• _Vorliegender Textauszug_
┌──

Ein Leipziger, dessen Auto von linksextremen Demonstranten demoliert worden war
Sein Auto ist eines von acht, die in dieser Nacht verwüstet worden seien, erzählt er und deutet auf weitere demolierte Fahrzeuge: „Die ganze Reihe hier. Ich habe nichts gegen das Demonstrieren. Aber warum machen sie uns immer wieder alles kaputt? Wir haben denen doch nichts getan.“
Enttäuschung auch ein paar Straßen weiter in der Nähe eines Kleingartenvereins. Ein Herr mit Glatze und Freizeitkleidung ist dabei, sein Auto zu inspizieren, die Scheiben seines VW-Busses sind zerschlagen. Gehört hat er nichts, erzählt er über eine Mauer hinweg, dabei sind hier mindestens sechs Fahrzeuge betroffen.

└──

• _Zu bearbeitende Aufgabe_
Führen Sie den Bericht über die demolierten Autos in Leipzig im Anschluss an seinen letzten Satz weiter.

• _Erfasste Daten_
┌──

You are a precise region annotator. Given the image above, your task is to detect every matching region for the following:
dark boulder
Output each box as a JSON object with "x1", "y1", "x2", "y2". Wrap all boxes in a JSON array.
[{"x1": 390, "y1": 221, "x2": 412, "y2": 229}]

└──
┌──

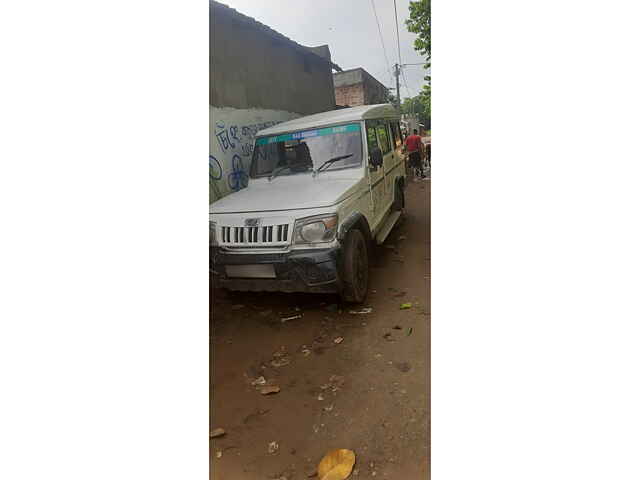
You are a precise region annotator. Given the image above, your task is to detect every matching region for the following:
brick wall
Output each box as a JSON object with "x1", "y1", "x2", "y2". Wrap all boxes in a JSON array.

└──

• _Schriftliche Antwort_
Den Ablauf kennt er nur zu gut. „Ich habe 15 Jahre hier gewohnt, war lange weg und bin seit vier Wochen zurück. Das ist ein Scheiß-Willkommensgruß.“ Er zuckt mit den Schultern. „Glück im Unglück, Lack wäre schlimmer.“ Dabei habe er nichts gegen eine linke Gesinnung, betont, er, sonst würde er hier nicht wohnen. Aber für die rohe Gewalt hat er kein Verständnis. In dem roten Backsteinhaus sind schicke Lofts. Das Gebäude wirkt wie der Inbegriff von Gentrifizierung. Später am Abend wird hier ein privater Sicherheitsdienst seine Runden drehen.
Zwei Stunden später, auf der Karl-Liebknecht-Straße: Polizeieinsatzkräfte aus ganz Deutschland haben sich in Stellung gebracht, Wasserwerfer stehen bereit. Jung und Alt sind auf der Straße zusammengekommen, sitzen mit Bierflaschen auf der Wiese im Park oder stehen herum. Doch die schwarze Kleidung überwiegt, einige Menschen haben sind vermummt. Er sei über Schleichwege aus Berlin angereist, damit „die Bullen“ ihn nicht rausziehen, erzählt ein junger Mann seinem Kumpel.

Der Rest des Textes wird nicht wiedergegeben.